• [Exercise 1] According to the Kvachkov passage, on what date was Kvachkov arrested as a suspect in the Chubais assassination attempt?
• [Exercise 2] Decide whether each statement agrees with the Kvachkov passage, and quote the words that decide it. (a) The armored car carrying Chubais stopped after the explosion. (b) Igor Yartykh took on Kvachkov's defense. (c) The investigators' version rested mostly on the words of one witness.

Vladimir Vasilievich Kvachkov (Russian: Влади́мир Васи́льевич Квачко́в; born 5 August 1948) is a Russian former Spetsnaz colonel and military intelligence officer, known for being arrested and charged for the attempted assassination of politician and businessman Anatoly Chubais in 2005, for which he was jailed for three years until he was acquitted on 5 June 2008. Kvachkov did not admit nor did he deny his role in the assassination attempt, instead declaring the act not criminal, and that the elimination of Chubais and the present Russian government was justified as Russia is under the occupation of a “Judeo–Masonic mafia“.Vladimir Vasilievich Kvachkov
Vladimir Vasilievich Kvachkov was born on August 5, 1948, Kraskino, Primorsky Krai, Russian SFSR, the son of a military officer, and spent his childhood as a military brat in the town of Ussuriysk, where his father was transferred
17 March 2005, Anatoly Chubais, head of the state run monopoly RAO UES and a major privatization economic reformer, narrowly escaped an ambush outside Moscow when his convoy was blasted with roadside bombs and trapped under automatic gunfire. The armored car carrying Chubais was damaged by a remotely controlled improvised explosive device, but was able to continue moving without stopping while the second car carrying bodyguards was shot upon. Allegedly the assailants left the scene in the green Saab car. Police investigators traced the green Saab reported at the scene, which turned out to be Kvachkov’s wife car. The prosecution insisted not to divulge details of the case.
Soon Kvachkov and two other former Spetznaz troopers, Alexander Naydenov and Robert Yashin were detained under suspicion of involvement into the assassination. The Meshchansky District Court of Moscow approved ten-days-arrest for Kvachkov. Investigators did not have any direct evidence or indicating his guilt, but indirect evidence allowed the court to issue the warrant. Igor Yartykh, a lawyer who won a case involving former paratroopers accused of the murder of Dmitry Kholodov, took Kvachkov’s defense. According to the version of the investigators, Vladimir Kvachkov, Naydenov and Yashin as well as Vladimir Kvachkov’s son, Alexander Kvachkov and Ivan Mironov, son of former Minister for Media and Information, Boris Mironov conspired to assassinate Chubais. The version was mostly based on the words of a single witness, Igor Karvatko.
On 19 March 2005, Kvachkov, who was a specialist in explosives, was arrested as a suspect in the Chubais assassination attempt.[d] While the first search of Kvachkov’s home discovered nothing crime related, the second search found firecrackers in Kvachkov’s dacha. Kvachkov denied his involvement and refused to help the investigation. On 25 March 2005, Russian prosecutors formally charged Kvachkov with the assassination attempt.

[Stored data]
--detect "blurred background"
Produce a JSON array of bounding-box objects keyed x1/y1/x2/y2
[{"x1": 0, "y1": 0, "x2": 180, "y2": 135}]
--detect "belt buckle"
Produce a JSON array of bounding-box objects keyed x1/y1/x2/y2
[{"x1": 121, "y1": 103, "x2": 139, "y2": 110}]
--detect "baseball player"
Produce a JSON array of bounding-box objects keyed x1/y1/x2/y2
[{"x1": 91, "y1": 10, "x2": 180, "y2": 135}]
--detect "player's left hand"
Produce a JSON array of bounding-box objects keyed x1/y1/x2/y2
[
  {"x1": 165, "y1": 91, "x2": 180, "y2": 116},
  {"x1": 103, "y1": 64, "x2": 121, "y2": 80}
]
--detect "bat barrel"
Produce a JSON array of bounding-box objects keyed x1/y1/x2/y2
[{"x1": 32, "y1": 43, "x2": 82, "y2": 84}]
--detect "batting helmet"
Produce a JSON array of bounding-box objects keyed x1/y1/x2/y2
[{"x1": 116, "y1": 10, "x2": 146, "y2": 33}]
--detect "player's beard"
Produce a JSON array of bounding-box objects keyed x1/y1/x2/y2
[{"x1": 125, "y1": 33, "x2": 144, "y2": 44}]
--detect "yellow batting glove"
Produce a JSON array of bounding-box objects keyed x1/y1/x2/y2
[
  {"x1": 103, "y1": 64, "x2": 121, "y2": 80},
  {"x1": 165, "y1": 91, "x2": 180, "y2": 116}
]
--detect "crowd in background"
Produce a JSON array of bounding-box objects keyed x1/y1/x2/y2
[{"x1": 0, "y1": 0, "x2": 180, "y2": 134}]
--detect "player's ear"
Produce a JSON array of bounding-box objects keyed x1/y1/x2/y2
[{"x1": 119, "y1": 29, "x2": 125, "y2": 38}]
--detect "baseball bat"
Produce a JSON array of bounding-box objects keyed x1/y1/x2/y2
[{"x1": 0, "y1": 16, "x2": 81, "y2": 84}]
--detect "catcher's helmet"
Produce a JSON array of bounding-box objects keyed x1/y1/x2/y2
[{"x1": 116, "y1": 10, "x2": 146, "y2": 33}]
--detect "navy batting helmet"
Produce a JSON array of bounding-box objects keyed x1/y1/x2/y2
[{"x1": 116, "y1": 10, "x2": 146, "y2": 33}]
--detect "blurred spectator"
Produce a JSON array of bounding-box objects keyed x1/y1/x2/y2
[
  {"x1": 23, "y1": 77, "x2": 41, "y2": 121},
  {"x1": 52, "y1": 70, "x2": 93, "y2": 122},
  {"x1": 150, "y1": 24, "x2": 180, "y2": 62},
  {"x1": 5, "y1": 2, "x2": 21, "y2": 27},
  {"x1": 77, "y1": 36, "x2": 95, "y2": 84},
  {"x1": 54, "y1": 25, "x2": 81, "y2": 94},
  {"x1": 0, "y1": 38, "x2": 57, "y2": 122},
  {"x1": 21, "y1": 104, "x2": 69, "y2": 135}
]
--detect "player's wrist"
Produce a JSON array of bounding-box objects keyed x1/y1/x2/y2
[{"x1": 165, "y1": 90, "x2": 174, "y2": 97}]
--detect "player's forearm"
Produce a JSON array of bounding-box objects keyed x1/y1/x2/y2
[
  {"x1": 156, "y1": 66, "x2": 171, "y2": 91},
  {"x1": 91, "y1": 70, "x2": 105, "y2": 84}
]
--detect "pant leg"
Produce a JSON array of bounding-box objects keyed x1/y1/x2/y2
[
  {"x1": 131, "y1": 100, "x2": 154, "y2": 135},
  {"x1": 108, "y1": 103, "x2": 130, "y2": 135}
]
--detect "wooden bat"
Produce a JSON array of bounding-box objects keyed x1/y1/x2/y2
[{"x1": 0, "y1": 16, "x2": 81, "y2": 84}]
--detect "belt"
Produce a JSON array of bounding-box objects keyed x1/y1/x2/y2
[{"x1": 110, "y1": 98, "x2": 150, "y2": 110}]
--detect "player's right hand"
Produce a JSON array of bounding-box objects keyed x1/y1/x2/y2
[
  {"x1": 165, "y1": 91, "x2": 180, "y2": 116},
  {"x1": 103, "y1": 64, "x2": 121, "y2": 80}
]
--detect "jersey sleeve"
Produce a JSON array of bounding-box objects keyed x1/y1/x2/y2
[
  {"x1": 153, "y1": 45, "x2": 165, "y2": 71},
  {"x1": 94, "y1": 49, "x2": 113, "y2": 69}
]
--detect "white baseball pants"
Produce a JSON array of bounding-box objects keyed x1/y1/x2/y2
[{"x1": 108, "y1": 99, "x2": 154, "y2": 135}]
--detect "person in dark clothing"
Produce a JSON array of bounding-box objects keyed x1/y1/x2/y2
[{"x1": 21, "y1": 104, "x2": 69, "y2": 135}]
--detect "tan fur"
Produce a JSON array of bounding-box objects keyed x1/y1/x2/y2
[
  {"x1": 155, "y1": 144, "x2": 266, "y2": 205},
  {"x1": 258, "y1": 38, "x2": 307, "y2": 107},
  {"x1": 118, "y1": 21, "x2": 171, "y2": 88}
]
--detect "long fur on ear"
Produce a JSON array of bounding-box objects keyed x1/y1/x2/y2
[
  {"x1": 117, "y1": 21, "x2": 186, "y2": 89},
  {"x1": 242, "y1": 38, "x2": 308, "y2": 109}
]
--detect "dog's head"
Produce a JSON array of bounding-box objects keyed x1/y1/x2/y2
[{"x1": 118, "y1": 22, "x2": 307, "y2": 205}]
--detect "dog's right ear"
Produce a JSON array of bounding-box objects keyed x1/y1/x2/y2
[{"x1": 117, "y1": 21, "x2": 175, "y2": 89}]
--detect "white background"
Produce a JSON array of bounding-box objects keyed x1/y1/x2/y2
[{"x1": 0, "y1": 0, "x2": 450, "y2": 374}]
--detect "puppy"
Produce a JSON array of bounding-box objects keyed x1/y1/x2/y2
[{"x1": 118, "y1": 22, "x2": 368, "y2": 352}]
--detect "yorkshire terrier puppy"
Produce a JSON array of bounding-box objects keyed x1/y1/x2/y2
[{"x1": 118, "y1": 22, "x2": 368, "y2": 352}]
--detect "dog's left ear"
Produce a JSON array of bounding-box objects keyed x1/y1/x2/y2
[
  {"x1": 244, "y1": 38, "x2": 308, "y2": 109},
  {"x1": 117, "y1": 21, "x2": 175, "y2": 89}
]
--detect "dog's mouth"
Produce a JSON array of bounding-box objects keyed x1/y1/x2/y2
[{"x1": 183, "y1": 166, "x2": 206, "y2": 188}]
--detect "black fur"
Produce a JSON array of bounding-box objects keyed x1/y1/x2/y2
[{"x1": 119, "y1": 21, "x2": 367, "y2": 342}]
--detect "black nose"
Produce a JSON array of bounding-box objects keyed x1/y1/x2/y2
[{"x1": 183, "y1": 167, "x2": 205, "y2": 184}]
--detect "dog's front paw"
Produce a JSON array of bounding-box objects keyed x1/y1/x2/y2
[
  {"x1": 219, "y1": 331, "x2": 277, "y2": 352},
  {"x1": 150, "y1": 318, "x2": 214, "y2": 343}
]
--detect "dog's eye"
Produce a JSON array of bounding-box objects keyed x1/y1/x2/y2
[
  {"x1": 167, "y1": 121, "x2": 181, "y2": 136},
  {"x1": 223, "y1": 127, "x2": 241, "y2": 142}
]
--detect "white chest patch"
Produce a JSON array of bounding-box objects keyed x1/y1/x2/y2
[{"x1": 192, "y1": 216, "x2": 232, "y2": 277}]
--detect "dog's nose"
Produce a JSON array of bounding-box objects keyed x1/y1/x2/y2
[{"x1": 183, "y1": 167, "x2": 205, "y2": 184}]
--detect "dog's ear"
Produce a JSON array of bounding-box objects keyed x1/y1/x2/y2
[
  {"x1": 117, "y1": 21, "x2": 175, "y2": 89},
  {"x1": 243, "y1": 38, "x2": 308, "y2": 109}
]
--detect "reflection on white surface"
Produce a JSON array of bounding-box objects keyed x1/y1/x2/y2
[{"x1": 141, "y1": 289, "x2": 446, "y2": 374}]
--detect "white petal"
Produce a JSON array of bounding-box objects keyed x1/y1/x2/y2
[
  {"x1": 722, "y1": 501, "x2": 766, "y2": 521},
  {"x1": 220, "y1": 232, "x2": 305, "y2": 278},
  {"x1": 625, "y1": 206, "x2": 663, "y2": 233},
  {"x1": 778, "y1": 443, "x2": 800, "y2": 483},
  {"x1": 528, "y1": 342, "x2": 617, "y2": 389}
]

• [Answer area 1] 19 March 2005

• [Answer area 2]
(a) No: "was able to continue moving without stopping"
(b) Yes: "Igor Yartykh, a lawyer who won a case involving former paratroopers accused of the murder of Dmitry Kholodov, took Kvachkov’s defense."
(c) Yes: "The version was mostly based on the words of a single witness, Igor Karvatko."